Below is a listing; reproduce each line of it exactly.

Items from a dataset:
* * * * * * * * *

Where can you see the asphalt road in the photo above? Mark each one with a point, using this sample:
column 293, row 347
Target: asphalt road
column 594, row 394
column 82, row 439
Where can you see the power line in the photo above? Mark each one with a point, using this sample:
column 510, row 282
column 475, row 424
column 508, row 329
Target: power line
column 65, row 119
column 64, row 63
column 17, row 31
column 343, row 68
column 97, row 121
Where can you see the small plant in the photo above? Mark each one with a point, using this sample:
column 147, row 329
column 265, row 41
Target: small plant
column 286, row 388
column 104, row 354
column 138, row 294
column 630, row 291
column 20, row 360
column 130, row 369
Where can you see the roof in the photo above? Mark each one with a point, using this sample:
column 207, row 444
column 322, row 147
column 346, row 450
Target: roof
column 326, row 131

* * * * * * * * *

» Task answer:
Where can you see the asphalt road in the photo above? Mark each one with a point, using this sample:
column 293, row 347
Target: asphalt road
column 594, row 394
column 82, row 439
Where can you see the power line in the photo above? Mark each one with a point, using this sample:
column 510, row 282
column 475, row 424
column 508, row 329
Target: power line
column 65, row 119
column 64, row 63
column 17, row 31
column 343, row 68
column 97, row 121
Where can you see the small plant in the photo above? Mark each one with a point, using this sample:
column 147, row 329
column 265, row 41
Target: small plant
column 286, row 388
column 104, row 354
column 138, row 294
column 630, row 291
column 20, row 360
column 130, row 369
Where can you see the roof in the photo above? Mark each one with a point, using this sample:
column 207, row 444
column 322, row 147
column 346, row 450
Target: roof
column 326, row 131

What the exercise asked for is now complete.